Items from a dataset
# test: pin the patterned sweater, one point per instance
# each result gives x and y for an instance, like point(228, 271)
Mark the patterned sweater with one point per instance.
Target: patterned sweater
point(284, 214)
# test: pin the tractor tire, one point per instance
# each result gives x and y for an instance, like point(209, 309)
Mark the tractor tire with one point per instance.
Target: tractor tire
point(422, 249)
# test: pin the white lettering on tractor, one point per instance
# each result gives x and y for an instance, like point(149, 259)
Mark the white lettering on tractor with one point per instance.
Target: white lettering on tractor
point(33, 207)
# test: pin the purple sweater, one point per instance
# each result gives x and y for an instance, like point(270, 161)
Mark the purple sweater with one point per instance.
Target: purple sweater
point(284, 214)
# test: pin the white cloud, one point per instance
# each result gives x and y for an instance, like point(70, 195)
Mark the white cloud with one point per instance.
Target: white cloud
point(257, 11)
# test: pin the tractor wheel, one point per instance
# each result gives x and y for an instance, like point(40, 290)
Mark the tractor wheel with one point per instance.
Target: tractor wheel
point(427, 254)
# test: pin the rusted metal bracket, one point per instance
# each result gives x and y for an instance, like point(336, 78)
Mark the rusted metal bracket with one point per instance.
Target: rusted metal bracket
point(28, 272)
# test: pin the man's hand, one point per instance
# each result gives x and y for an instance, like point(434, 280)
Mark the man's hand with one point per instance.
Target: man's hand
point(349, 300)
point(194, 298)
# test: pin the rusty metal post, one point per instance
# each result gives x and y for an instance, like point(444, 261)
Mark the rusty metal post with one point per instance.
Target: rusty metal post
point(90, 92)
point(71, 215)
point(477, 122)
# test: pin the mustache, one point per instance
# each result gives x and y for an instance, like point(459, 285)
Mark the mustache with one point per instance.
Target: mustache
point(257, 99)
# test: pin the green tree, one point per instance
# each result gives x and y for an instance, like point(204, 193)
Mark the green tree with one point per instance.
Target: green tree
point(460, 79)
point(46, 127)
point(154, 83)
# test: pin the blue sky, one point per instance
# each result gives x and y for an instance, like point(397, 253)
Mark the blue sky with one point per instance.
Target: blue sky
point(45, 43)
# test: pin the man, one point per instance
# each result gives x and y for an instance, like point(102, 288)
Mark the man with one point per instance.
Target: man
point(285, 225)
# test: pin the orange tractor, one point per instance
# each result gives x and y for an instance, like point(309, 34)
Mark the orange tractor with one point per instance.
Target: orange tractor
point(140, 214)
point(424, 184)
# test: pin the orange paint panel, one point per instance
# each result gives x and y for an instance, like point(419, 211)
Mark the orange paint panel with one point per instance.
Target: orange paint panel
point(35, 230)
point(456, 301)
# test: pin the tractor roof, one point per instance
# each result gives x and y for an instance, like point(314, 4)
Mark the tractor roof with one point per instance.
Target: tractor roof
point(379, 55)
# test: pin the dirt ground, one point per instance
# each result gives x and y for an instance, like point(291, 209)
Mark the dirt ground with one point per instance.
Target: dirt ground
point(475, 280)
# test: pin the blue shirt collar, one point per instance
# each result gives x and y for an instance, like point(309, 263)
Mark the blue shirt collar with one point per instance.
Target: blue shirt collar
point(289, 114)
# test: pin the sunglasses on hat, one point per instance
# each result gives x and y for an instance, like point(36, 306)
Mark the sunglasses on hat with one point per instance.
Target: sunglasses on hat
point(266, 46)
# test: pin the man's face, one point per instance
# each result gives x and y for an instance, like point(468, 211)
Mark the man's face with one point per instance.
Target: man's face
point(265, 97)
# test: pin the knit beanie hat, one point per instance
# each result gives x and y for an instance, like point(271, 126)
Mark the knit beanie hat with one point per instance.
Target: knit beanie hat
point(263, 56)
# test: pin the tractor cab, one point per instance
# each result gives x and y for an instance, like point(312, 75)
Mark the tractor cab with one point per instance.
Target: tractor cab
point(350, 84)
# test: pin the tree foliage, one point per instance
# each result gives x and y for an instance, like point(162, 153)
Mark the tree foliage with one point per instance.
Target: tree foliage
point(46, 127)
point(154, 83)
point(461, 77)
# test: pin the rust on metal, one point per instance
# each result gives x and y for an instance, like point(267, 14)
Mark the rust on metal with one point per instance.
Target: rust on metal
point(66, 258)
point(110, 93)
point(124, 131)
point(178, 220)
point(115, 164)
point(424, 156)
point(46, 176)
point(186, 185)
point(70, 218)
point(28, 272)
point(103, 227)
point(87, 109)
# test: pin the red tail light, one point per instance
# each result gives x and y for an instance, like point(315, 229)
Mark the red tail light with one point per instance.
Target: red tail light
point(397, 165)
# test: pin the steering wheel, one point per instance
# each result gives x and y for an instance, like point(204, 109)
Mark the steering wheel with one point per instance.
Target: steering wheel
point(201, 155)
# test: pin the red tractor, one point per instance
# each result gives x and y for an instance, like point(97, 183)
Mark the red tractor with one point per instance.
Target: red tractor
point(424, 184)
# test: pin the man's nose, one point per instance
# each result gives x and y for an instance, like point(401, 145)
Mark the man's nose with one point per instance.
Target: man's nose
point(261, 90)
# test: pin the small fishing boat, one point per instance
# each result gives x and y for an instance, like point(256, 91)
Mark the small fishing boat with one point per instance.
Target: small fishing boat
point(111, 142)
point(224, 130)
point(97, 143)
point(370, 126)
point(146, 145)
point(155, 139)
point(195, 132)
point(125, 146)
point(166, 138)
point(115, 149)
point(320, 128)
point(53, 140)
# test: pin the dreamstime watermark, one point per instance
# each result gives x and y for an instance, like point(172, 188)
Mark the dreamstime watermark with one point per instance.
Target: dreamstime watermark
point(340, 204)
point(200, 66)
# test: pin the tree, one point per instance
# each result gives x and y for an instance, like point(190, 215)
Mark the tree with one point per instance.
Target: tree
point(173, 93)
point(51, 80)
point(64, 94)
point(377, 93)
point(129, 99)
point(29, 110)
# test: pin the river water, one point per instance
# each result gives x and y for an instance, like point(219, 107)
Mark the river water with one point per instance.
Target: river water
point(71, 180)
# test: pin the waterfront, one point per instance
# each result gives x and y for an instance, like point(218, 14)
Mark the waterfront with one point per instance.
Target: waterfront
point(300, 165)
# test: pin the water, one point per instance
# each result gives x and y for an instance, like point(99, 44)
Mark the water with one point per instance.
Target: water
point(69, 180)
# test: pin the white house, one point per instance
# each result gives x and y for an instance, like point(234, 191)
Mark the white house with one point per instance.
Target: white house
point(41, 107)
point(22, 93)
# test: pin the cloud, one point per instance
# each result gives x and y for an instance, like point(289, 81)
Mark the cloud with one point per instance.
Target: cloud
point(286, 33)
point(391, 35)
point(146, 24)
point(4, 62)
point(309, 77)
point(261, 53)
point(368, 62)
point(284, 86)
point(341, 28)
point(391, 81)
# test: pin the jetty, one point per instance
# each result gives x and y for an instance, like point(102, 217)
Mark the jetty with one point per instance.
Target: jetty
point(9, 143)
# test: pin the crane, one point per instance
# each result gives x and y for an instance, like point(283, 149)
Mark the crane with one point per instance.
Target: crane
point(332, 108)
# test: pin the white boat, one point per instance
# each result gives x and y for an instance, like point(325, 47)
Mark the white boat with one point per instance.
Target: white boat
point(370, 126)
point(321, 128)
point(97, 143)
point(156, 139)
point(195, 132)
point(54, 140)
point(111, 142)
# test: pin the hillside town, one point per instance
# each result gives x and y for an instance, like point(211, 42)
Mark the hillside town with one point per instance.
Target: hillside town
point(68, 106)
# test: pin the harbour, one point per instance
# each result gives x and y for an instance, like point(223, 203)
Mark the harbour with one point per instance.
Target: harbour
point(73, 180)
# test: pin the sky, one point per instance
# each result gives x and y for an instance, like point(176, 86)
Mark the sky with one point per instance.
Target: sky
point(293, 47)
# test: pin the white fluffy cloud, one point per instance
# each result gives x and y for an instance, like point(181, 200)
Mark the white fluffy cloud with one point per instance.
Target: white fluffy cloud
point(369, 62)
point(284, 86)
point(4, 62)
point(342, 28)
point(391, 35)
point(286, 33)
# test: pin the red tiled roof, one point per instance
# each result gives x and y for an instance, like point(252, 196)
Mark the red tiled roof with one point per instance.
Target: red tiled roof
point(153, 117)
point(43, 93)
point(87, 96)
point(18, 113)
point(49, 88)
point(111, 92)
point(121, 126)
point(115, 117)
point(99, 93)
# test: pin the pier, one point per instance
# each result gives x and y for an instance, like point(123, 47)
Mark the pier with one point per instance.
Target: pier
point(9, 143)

§ Exercise aim
Leave out every line above except those from the line with "Target: harbour" up to and including the line with "# test: pin the white fluffy", and copy those exactly.

§ Your solution
Target: harbour
point(73, 180)
# test: pin the sky, one point per instance
# each result gives x and y for an instance, like point(176, 86)
Mark the sky with one point per instance.
Target: sky
point(293, 47)
# test: pin the white fluffy cloud, one point per instance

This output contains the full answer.